§ **WORK ITEM**: Recast the lines from the one containing "Within each <instance> block, the" through the one containing "rough mask: <svg", both included, as a numbered list, skipping any blank lines.

══ EXCERPTED RECORDS

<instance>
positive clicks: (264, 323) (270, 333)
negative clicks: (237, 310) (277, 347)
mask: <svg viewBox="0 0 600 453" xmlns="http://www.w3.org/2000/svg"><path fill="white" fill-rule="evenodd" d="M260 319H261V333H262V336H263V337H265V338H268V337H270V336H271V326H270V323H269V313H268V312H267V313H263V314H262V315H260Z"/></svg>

════
══ EXCERPTED RECORDS

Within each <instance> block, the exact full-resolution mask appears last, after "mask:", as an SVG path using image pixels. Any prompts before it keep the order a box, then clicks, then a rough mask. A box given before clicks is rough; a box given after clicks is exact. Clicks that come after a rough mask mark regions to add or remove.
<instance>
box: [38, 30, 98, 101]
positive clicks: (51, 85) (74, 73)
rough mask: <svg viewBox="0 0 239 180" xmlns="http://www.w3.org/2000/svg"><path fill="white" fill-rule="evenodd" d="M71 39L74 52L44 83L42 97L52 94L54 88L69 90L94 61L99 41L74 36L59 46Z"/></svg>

════
══ EXCERPTED RECORDS

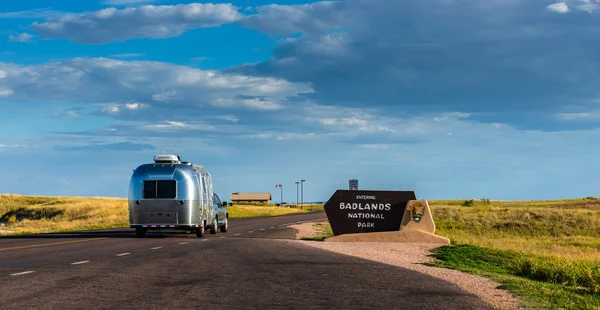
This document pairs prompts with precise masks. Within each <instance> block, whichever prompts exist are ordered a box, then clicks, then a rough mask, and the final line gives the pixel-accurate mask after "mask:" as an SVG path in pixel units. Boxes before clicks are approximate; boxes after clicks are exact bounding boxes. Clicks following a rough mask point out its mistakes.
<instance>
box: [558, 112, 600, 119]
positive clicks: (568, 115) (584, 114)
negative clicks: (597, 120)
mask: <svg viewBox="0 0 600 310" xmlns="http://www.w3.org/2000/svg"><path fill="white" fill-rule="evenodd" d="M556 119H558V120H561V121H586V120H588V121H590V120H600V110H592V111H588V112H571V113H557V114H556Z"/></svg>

════

§ **ANSWER TO THIS TASK**:
1. Within each <instance> block, the exact full-resolution mask appears last, after "mask:", as an SVG path using image pixels. Any prompts before it keep the order a box, then clicks, then a rough mask. A box given before clicks is rough; a box given after clicks is exact. Clicks that come after a rough mask mark regions to add or remove.
2. <instance>
3. box: [38, 30, 98, 101]
4. positive clicks: (51, 85) (74, 73)
5. rough mask: <svg viewBox="0 0 239 180" xmlns="http://www.w3.org/2000/svg"><path fill="white" fill-rule="evenodd" d="M71 39L74 52L44 83L42 97L52 94L54 88L69 90L94 61L99 41L74 36L59 46Z"/></svg>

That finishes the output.